● Stated problem: Make an exact copy of the lines below.

● Data supplied:
◆ ◆ ◆ ◆
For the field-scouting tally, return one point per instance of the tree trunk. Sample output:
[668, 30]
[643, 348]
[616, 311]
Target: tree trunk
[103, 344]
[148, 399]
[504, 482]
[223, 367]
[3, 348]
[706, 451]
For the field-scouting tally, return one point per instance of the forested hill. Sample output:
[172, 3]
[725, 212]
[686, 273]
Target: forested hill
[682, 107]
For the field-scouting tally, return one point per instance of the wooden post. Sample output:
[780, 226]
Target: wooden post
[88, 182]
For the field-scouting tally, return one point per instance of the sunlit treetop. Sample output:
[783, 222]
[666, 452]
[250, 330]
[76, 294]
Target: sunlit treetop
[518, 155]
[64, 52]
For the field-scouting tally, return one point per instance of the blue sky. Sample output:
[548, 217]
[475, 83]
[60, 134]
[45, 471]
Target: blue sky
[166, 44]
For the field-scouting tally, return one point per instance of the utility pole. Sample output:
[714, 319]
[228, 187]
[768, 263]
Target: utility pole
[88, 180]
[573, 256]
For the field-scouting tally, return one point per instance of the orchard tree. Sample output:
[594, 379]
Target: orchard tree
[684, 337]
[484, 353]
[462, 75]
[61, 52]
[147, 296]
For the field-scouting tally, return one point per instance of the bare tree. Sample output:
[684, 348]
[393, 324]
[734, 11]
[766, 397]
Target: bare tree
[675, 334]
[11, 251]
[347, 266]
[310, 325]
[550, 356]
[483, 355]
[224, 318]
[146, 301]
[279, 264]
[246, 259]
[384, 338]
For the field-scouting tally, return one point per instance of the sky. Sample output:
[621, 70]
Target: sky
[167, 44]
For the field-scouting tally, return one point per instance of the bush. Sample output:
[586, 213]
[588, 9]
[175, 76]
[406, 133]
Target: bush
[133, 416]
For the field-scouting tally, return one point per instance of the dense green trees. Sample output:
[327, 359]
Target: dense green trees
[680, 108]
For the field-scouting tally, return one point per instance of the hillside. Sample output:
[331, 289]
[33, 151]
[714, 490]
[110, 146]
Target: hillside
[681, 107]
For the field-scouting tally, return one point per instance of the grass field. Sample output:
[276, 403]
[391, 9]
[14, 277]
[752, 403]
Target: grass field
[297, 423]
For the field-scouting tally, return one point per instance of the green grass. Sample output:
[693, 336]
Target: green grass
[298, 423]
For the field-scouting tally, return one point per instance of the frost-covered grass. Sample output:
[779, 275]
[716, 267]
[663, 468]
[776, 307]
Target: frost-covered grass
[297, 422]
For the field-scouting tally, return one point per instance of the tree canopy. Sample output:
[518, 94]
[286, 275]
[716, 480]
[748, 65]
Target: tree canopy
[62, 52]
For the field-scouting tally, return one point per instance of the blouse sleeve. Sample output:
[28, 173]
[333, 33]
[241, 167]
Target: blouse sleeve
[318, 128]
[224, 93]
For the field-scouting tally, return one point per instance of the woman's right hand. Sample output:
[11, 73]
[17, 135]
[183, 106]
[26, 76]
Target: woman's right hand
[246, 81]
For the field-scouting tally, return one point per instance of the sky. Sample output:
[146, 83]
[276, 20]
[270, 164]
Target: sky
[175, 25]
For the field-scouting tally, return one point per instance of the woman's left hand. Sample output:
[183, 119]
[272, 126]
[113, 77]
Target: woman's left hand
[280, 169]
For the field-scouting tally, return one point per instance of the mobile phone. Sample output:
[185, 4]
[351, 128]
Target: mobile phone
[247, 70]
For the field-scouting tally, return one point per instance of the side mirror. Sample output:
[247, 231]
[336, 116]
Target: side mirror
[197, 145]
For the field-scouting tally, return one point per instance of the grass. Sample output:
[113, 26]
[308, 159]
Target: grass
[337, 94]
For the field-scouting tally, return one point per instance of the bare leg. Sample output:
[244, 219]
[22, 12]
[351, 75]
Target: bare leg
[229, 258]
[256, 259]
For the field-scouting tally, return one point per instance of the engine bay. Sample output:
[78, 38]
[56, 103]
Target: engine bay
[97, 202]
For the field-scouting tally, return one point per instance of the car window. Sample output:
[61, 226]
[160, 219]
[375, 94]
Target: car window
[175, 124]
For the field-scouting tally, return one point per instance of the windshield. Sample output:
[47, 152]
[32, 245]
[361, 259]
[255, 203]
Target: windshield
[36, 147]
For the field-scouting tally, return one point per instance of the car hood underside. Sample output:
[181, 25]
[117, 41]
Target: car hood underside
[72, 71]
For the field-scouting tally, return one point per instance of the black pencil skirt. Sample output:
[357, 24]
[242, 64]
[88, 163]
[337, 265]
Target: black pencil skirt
◆ ◆ ◆ ◆
● Task response:
For the field-scouting tally, return one point per instance of the tree trunk. Sample output:
[668, 30]
[643, 348]
[616, 311]
Target: tree trunk
[103, 344]
[148, 399]
[504, 482]
[223, 367]
[3, 348]
[706, 451]
For the field-scouting tally, return one point per instance of the forested hill. Sample output:
[172, 3]
[725, 212]
[686, 273]
Target: forested hill
[682, 107]
For the field-scouting tally, return one point per instance of the wooden post. Sample output:
[780, 226]
Target: wooden post
[88, 182]
For the field-scouting tally, return one point per instance of the sunlit treetop. Sample output:
[783, 222]
[666, 452]
[250, 330]
[76, 294]
Target: sunlit treetop
[518, 155]
[64, 52]
For the field-scouting tally, return one point per instance of the blue sky. Sample output:
[548, 217]
[475, 83]
[60, 134]
[45, 471]
Target: blue sky
[166, 44]
For the field-scouting tally, return one point per instance of the utility pole. Sample output:
[714, 319]
[228, 187]
[768, 263]
Target: utility pole
[88, 180]
[573, 256]
For the field-scouting tally, return one point per instance of the orchard tree. Sample output:
[594, 379]
Target: orchard tree
[684, 337]
[484, 353]
[462, 75]
[61, 52]
[147, 296]
For the field-scouting tally, return one point per instance of the bare tree. Sample output:
[684, 348]
[393, 324]
[734, 11]
[766, 397]
Target: bare tree
[675, 334]
[11, 251]
[347, 266]
[310, 325]
[550, 356]
[483, 355]
[224, 318]
[146, 301]
[279, 264]
[246, 259]
[384, 338]
For the field-scouting tally, return one point per instance of the sky. Sample output:
[621, 70]
Target: sky
[167, 44]
For the field-scouting tally, return one point per instance of the bush. Sample output:
[586, 213]
[588, 9]
[175, 76]
[406, 133]
Target: bush
[133, 416]
For the field-scouting tally, return one point per instance of the dense green trees. Sample output:
[327, 359]
Target: dense green trees
[680, 108]
For the field-scouting tally, return one point per instance of the hillside. Sample output:
[331, 289]
[33, 151]
[714, 490]
[110, 146]
Target: hillside
[681, 107]
For the field-scouting tally, return one point per instance of the grass field. Sample output:
[276, 403]
[391, 9]
[14, 277]
[752, 403]
Target: grass field
[297, 423]
For the field-scouting tally, return one point per instance of the green grass. Sample output:
[693, 336]
Target: green grass
[298, 423]
For the field-scouting tally, return one point per instance of the frost-covered grass. Sample output:
[779, 275]
[716, 267]
[663, 468]
[776, 307]
Target: frost-covered grass
[297, 422]
For the field-scouting tally, return one point per instance of the tree canopy. Sample output:
[518, 94]
[286, 275]
[716, 480]
[748, 65]
Target: tree canopy
[62, 52]
For the field-scouting tally, return one point per instance of the blouse sleeve. Sample output:
[28, 173]
[333, 33]
[241, 167]
Target: blouse sleeve
[318, 128]
[224, 93]
For the field-scouting tally, return one point per instance of the woman's right hand. Sample output:
[11, 73]
[17, 135]
[183, 106]
[26, 76]
Target: woman's right hand
[246, 81]
For the field-scouting tally, return one point per instance of the sky. Sample output:
[146, 83]
[276, 20]
[270, 164]
Target: sky
[175, 25]
For the field-scouting tally, return one point per instance of the woman's left hand. Sample output:
[183, 119]
[272, 126]
[113, 77]
Target: woman's left hand
[280, 169]
For the field-scouting tally, return one point per instance of the mobile phone. Sample output:
[185, 4]
[351, 128]
Target: mobile phone
[247, 70]
For the field-scouting tally, return one point per instance of the side mirror. Sample output:
[247, 231]
[336, 116]
Target: side mirror
[197, 145]
For the field-scouting tally, return one point per instance of the grass. Sample output:
[113, 26]
[308, 159]
Target: grass
[337, 94]
For the field-scouting tally, return one point per instance of the bare leg. Sample output:
[244, 219]
[22, 12]
[351, 75]
Target: bare leg
[229, 258]
[256, 259]
For the field-scouting tally, return one point per instance of the engine bay. Sample output:
[78, 38]
[56, 103]
Target: engine bay
[97, 202]
For the field-scouting tally, return one point per instance of the car window. Sample output:
[61, 226]
[160, 219]
[375, 94]
Target: car window
[175, 124]
For the field-scouting tally, return one point per instance of the windshield. Sample output:
[47, 152]
[32, 245]
[361, 259]
[255, 203]
Target: windshield
[36, 147]
For the field-scouting tally, return one point per instance of the car hood underside. Sample output:
[181, 25]
[117, 41]
Target: car hood underside
[72, 71]
For the field-scouting tally, return one point per instance of the black pencil skirt. Sample output:
[357, 24]
[242, 64]
[88, 163]
[337, 265]
Target: black pencil skirt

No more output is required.